* Labeled-object pointing entries:
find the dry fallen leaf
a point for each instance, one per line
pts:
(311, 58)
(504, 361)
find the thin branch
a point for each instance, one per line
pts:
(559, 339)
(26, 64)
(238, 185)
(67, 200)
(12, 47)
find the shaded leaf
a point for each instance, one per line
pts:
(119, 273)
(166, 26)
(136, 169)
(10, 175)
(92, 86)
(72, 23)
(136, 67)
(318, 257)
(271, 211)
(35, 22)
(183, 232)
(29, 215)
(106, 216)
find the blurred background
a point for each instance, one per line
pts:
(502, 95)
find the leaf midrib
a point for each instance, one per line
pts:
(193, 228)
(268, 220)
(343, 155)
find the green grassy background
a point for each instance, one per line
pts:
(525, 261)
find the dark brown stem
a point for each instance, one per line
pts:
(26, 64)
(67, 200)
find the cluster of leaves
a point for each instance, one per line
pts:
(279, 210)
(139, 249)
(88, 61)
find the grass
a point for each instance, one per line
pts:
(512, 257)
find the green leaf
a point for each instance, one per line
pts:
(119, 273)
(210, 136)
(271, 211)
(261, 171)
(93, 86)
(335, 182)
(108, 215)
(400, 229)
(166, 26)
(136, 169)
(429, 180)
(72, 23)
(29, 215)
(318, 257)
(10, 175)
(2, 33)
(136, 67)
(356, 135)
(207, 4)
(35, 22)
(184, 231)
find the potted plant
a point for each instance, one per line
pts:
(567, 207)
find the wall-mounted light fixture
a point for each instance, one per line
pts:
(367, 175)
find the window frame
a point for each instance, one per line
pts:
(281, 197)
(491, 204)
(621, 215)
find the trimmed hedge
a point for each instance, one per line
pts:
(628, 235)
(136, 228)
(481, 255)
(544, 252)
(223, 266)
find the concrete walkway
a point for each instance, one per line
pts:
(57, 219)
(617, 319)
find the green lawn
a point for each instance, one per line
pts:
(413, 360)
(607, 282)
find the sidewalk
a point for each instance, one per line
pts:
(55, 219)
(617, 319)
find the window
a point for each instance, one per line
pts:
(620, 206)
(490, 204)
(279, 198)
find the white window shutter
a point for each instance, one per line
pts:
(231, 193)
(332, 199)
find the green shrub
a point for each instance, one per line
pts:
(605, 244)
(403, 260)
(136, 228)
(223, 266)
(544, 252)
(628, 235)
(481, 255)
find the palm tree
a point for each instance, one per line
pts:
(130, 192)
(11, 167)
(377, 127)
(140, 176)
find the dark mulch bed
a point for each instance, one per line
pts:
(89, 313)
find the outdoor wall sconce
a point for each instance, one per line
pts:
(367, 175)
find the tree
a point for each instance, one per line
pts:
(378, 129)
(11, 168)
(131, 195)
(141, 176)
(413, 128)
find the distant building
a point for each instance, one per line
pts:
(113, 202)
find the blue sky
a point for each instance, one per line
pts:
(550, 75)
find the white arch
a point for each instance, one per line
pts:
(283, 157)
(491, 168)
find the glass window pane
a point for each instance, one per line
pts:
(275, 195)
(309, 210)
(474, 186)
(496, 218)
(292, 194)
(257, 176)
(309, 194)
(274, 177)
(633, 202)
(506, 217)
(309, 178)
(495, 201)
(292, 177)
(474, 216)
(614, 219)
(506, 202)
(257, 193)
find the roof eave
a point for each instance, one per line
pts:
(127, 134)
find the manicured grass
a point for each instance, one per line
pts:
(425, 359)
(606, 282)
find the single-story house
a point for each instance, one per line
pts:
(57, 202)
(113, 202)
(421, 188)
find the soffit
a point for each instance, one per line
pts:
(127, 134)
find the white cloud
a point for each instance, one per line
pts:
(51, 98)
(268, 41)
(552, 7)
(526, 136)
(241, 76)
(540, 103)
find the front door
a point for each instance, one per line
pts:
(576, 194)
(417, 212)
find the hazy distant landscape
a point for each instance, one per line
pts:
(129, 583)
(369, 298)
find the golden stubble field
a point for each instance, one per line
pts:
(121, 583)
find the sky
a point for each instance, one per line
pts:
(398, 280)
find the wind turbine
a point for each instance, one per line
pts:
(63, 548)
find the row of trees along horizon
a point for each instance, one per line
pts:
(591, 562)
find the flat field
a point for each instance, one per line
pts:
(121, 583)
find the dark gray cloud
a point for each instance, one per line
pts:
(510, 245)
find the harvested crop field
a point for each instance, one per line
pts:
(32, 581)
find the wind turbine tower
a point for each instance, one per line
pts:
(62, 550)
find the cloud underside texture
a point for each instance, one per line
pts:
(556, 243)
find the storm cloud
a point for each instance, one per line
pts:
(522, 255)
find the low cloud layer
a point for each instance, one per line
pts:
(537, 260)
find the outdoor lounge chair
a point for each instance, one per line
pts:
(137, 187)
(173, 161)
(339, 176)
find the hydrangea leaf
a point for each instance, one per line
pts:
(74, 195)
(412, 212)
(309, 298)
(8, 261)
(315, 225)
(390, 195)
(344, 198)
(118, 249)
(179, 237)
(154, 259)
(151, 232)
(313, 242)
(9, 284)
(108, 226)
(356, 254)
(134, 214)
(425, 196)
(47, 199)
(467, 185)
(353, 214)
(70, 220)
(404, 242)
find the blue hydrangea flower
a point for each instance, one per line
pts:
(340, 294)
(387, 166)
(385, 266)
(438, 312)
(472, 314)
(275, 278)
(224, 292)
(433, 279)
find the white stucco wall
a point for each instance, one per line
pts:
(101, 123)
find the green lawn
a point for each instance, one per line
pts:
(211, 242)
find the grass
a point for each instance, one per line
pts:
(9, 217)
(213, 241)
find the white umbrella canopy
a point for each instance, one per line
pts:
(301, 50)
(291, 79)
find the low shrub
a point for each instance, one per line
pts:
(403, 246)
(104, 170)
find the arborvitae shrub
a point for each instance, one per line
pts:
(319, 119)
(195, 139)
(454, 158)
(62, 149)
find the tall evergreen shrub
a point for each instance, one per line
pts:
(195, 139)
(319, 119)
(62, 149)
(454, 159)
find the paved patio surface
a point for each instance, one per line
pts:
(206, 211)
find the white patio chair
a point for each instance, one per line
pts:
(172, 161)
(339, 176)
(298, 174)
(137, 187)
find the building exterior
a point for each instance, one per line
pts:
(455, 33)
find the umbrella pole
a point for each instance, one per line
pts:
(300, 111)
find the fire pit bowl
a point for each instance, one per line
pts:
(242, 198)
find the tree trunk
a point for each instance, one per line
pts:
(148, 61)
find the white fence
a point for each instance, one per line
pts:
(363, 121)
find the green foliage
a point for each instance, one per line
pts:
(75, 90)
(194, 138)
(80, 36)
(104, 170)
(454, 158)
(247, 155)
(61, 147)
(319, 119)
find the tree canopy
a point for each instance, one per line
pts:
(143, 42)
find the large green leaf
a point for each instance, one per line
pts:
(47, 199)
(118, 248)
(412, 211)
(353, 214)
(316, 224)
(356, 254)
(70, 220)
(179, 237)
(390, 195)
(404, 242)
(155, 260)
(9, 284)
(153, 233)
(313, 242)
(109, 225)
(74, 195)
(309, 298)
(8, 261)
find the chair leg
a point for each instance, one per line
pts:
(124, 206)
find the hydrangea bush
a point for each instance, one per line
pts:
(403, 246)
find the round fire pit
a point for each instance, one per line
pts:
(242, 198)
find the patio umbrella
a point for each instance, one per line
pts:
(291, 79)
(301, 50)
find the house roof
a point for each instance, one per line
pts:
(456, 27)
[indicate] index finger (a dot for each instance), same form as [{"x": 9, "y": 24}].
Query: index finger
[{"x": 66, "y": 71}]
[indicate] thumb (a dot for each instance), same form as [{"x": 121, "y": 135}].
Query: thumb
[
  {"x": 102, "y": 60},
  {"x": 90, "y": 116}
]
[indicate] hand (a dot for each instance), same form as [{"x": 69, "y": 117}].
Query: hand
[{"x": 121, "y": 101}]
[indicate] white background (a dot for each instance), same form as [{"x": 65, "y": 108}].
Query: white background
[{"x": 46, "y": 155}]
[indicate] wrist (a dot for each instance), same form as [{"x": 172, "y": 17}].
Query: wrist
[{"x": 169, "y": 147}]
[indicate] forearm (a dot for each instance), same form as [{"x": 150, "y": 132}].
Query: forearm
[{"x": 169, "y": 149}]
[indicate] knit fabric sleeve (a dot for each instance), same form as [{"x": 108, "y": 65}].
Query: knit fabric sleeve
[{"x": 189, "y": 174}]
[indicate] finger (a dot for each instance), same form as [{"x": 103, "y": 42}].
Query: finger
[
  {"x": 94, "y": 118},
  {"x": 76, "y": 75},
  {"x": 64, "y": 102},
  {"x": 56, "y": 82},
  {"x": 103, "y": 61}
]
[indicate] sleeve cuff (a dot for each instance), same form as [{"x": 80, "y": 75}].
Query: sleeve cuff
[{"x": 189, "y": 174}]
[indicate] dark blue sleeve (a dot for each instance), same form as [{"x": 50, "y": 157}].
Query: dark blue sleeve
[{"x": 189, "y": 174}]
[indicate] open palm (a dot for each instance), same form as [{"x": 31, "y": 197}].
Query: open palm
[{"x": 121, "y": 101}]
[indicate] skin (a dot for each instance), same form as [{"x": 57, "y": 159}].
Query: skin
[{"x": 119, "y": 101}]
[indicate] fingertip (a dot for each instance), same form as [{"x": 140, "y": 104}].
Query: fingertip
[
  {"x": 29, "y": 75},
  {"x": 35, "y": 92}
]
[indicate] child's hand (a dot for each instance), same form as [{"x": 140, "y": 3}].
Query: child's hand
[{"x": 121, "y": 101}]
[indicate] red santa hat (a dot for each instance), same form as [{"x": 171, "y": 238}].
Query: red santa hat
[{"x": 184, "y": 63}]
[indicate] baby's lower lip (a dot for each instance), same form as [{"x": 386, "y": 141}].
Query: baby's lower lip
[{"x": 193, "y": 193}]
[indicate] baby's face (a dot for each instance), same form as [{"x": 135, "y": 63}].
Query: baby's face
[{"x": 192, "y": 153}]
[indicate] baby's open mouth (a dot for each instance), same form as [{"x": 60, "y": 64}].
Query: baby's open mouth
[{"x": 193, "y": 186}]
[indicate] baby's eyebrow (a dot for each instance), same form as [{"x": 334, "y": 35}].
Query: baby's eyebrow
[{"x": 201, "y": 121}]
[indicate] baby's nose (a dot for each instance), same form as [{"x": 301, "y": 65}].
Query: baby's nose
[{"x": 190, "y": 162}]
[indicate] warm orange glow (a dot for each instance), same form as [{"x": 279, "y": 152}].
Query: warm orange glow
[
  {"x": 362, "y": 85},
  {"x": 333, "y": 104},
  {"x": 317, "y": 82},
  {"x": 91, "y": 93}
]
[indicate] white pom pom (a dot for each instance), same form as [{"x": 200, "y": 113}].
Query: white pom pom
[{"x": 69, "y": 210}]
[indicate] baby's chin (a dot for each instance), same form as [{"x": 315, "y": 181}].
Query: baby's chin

* Task brief:
Everything from the line that contains "[indicate] finger (a" through the end of the records must be duplicated exactly, and nothing outside that range.

* Answer:
[indicate] finger (a dot for each instance), same form as [{"x": 103, "y": 42}].
Query: finger
[
  {"x": 94, "y": 118},
  {"x": 76, "y": 75},
  {"x": 64, "y": 102},
  {"x": 56, "y": 82},
  {"x": 103, "y": 61}
]
[indicate] sleeve cuff (a dot for each instance), same form as [{"x": 80, "y": 75}].
Query: sleeve cuff
[{"x": 189, "y": 174}]
[indicate] dark blue sleeve (a dot for each instance), same form as [{"x": 50, "y": 157}].
Query: dark blue sleeve
[{"x": 189, "y": 174}]
[indicate] open palm (a dot for each instance), same form as [{"x": 31, "y": 197}].
Query: open palm
[{"x": 121, "y": 101}]
[indicate] skin (a dot for each instance), same form as [{"x": 57, "y": 159}].
Query: skin
[{"x": 119, "y": 101}]
[indicate] fingertip (a dot for each instance), same form as [{"x": 140, "y": 104}].
Query: fingertip
[
  {"x": 29, "y": 75},
  {"x": 35, "y": 92}
]
[indicate] child's hand (a dot for each instance), same form as [{"x": 140, "y": 3}].
Query: child's hand
[{"x": 121, "y": 101}]
[indicate] red santa hat (a dot for each instance), same form as [{"x": 171, "y": 238}].
Query: red santa hat
[{"x": 184, "y": 63}]
[indicate] baby's lower lip (a dot for each instance), same form as [{"x": 386, "y": 141}].
Query: baby's lower lip
[{"x": 193, "y": 193}]
[indicate] baby's face (a dot for each instance), same form as [{"x": 135, "y": 63}].
Query: baby's face
[{"x": 192, "y": 153}]
[indicate] baby's open mouth (a dot for each instance), same form as [{"x": 60, "y": 64}].
Query: baby's open mouth
[{"x": 193, "y": 186}]
[indicate] baby's eyebrow (a dot for each instance), same form as [{"x": 334, "y": 35}].
Query: baby's eyebrow
[{"x": 201, "y": 121}]
[indicate] baby's nose (a dot for each instance), same form as [{"x": 301, "y": 65}].
Query: baby's nose
[{"x": 190, "y": 162}]
[indicate] warm orange glow (a dot for each instance), same form as [{"x": 279, "y": 152}].
Query: warm orange glow
[
  {"x": 362, "y": 85},
  {"x": 333, "y": 104},
  {"x": 317, "y": 82},
  {"x": 91, "y": 93}
]
[indicate] white pom pom (a dot for each instance), same form as [{"x": 200, "y": 113}].
Query: white pom pom
[{"x": 69, "y": 210}]
[indicate] baby's chin (a dot for each instance), same form as [{"x": 315, "y": 181}].
Query: baby's chin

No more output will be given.